Set of tasks
1. Using the case report below, decide whether each statement agrees with it: (a) the patient was discharged on day 13; (b) wheezing was observed in the patient; (c) the mechanism of onset of gadolinium-induced ARDS is known. Answer yes or no for each and quote the deciding words.
2. Please list every keyword given in the case report below.

Abstract
Rapid decline of pulmonary function in acute respiratory distress syndrome (ARDS) can make ARDS a dangerous and potentially life-threatening condition. Gadolinium-based contrast agents are considered safe alternatives to iodine-based contrast agents, with comparatively fewer adverse effects and a lower incidence of serious adverse events, such as dyspnea or hypotension. There are five reported cases of gadolinium-induced ARDS.
A 59-year-old woman with respiratory failure 30 min after gadolinium administration was diagnosed with ARDS; she was admitted to the intensive care unit. Her condition improved by artificial respiration management and adrenaline and steroids administration. She was discharged on day 13.
Considering ARDS occurred 30 min after gadolinium administration and findings suggesting anaphylaxis, such as wheezing and failure in organs other than the lungs, were absent, the involvement of any immediate-onset reaction was excluded; thus, a diagnosis of gadolinium-induced ARDS was made.
Keywords: Acute respiratory distress syndrome, Contrast agents, Dyspnea, Gadobutrol, Gadolinium
1. Introduction
Acute respiratory distress syndrome (ARDS) is a dangerous condition that can result in death owing to rapid decline of the pulmonary function. Gadolinium is a safe alternative to iodine-based contrast agents, with a lower incidence of serious adverse events such as dyspnea and hypotension [1] and comparatively fewer adverse effects [2], as noted in the study patient. There have been five previously reported cases of gadolinium-induced ARDS [[3], [4], [5], [6], [7]]; however, the mechanism of onset remains unknown.

Source data
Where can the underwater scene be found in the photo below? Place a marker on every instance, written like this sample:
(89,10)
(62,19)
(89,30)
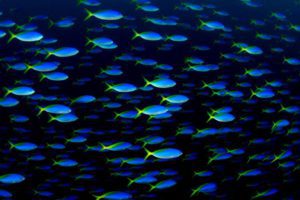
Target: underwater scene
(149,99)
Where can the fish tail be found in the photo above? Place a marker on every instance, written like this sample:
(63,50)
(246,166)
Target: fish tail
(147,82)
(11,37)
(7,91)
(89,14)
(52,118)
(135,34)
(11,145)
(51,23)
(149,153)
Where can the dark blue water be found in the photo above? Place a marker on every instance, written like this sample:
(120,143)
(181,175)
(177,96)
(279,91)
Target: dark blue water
--
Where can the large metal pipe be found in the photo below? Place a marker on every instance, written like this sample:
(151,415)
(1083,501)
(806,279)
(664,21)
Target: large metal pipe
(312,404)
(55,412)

Solutions by task
1.
(a) Yes: "She was discharged on day 13."
(b) No: "findings suggesting anaphylaxis, such as wheezing and failure in organs other than the lungs, were absent"
(c) No: "however, the mechanism of onset remains unknown."

2. Acute respiratory distress syndrome, Contrast agents, Dyspnea, Gadobutrol, Gadolinium